[Start Records provided]
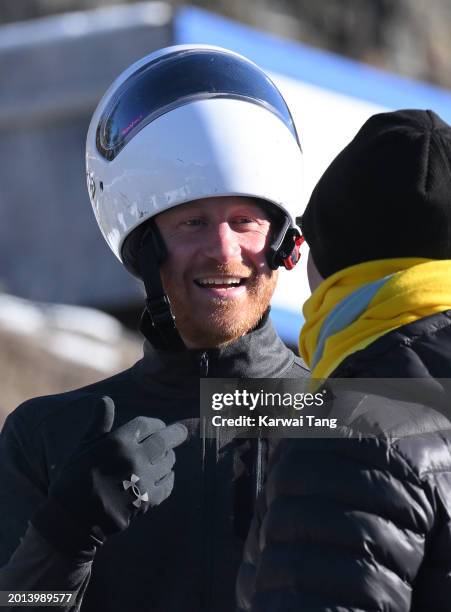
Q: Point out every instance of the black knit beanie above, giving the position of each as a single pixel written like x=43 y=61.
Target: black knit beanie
x=386 y=195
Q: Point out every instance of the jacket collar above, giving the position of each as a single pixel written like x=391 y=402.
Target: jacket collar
x=258 y=354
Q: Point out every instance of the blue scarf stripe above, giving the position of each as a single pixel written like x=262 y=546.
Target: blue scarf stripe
x=346 y=312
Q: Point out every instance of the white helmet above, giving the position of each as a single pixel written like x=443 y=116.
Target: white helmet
x=184 y=123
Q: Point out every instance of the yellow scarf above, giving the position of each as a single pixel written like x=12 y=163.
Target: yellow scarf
x=355 y=306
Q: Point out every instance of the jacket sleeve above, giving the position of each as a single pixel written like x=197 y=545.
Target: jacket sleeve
x=36 y=566
x=27 y=560
x=344 y=530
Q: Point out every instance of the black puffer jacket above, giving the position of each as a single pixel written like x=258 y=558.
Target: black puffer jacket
x=363 y=525
x=182 y=555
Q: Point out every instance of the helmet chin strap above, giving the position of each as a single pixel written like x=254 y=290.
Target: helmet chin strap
x=157 y=321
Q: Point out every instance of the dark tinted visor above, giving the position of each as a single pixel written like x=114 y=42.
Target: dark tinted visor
x=176 y=79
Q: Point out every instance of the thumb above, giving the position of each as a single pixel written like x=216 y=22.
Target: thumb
x=102 y=420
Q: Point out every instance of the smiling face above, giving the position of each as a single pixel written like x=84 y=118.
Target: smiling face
x=216 y=275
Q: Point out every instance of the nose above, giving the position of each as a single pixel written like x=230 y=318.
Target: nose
x=223 y=243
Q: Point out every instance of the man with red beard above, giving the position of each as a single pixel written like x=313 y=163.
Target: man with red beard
x=193 y=165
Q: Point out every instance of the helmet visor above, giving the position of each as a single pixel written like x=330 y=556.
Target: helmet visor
x=176 y=79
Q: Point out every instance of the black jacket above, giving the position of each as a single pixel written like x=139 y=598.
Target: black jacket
x=363 y=524
x=182 y=555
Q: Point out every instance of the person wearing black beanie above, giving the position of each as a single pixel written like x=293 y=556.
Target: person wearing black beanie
x=361 y=520
x=387 y=194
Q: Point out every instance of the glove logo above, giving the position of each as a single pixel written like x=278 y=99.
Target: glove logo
x=131 y=484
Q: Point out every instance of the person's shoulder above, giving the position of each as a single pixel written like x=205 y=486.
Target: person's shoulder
x=34 y=412
x=297 y=369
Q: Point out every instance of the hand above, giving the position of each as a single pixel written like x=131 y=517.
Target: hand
x=114 y=475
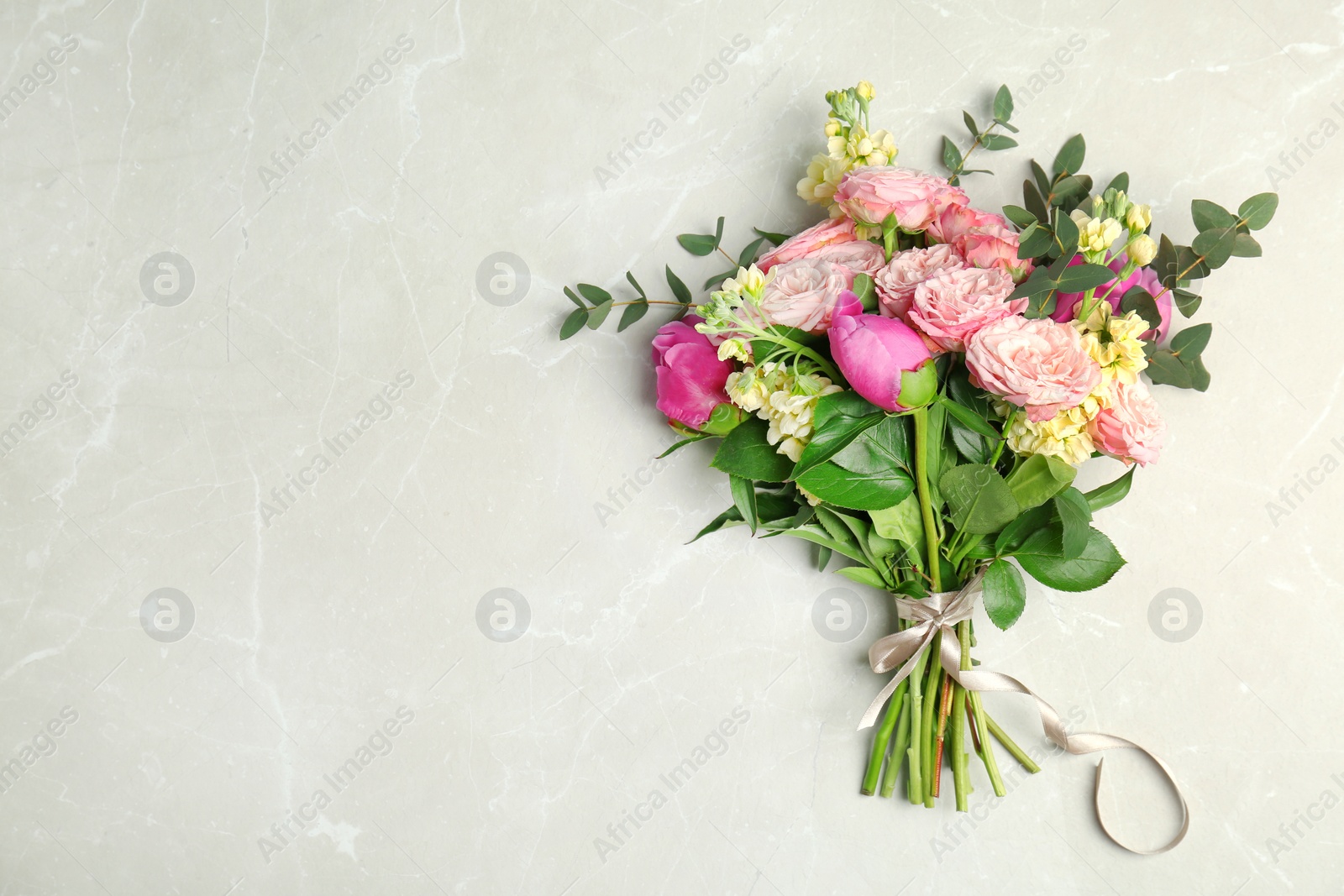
[End Records provided]
Task details →
Copy everything from the start of the material down to and including the line containing "x=184 y=123". Leave the pictures out of your answer.

Task solution →
Q: Point out every instance of the black knit beanie above, giving the position of each as a single pixel written like x=43 y=61.
Target: black knit beanie
x=386 y=195
Q: Point out every instance of the jacket collar above, giving the position of each as a single pixel written like x=391 y=402.
Target: jacket collar
x=258 y=354
Q: Point out every instance of the blue scarf stripe above, giving the position of each as a single pixel written like x=262 y=546.
Target: blue scarf stripe
x=346 y=312
Q: Point out every instance of the white helmet above, giving the position of each as a single pixel written like x=443 y=116.
Target: white helmet
x=184 y=123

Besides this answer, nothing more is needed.